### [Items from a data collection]
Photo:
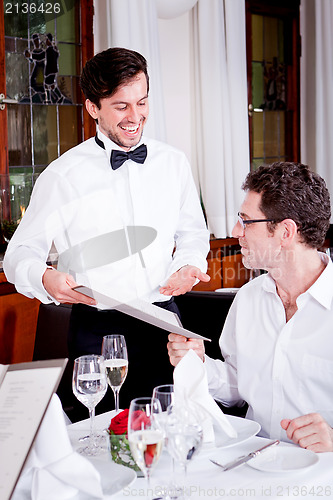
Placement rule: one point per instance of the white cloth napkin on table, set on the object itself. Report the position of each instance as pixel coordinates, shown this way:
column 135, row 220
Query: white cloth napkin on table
column 191, row 388
column 52, row 470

### [Exercise]
Can you reproduce every line of the items above word for word, omitting the pictures?

### [Solution for this task]
Photo:
Placement rule: one point per instance of the white cloth napkin on table, set on the object itself. Report the position of each instance as pixel coordinates, shown this way:
column 135, row 220
Query: white cloth napkin on table
column 191, row 388
column 52, row 470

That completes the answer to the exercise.